**Task**
In the records below, find each line containing the word "target" and copy it.

**Records to process**
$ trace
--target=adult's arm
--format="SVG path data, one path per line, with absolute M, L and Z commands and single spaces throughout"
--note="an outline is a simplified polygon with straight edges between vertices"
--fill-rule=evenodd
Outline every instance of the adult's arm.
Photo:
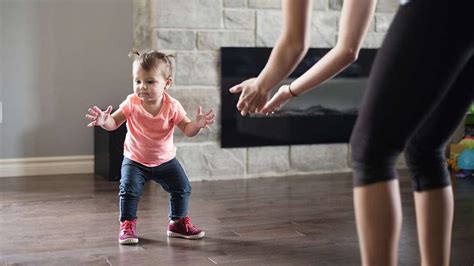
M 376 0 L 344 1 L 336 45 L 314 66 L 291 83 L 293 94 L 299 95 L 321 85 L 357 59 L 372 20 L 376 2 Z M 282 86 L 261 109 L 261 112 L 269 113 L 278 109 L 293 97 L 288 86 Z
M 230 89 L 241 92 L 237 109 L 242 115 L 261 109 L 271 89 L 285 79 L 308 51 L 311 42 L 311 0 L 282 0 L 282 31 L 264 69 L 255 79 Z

==

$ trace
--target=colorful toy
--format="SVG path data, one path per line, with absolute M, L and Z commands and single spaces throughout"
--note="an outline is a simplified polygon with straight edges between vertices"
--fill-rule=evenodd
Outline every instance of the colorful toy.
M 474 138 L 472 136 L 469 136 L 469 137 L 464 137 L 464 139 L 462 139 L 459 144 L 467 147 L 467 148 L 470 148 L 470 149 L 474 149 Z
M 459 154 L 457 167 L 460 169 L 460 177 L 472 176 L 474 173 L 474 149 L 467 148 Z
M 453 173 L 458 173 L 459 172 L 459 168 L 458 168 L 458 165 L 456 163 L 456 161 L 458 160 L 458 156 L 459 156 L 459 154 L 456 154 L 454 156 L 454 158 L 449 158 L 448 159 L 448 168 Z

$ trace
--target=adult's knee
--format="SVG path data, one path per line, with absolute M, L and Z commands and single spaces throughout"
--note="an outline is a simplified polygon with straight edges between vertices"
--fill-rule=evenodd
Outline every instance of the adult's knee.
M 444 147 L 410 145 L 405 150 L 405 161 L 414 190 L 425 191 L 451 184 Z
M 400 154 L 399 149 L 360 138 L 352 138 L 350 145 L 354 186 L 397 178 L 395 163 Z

**Output of the exercise**
--target=adult's arm
--target=colorful toy
--target=adult's knee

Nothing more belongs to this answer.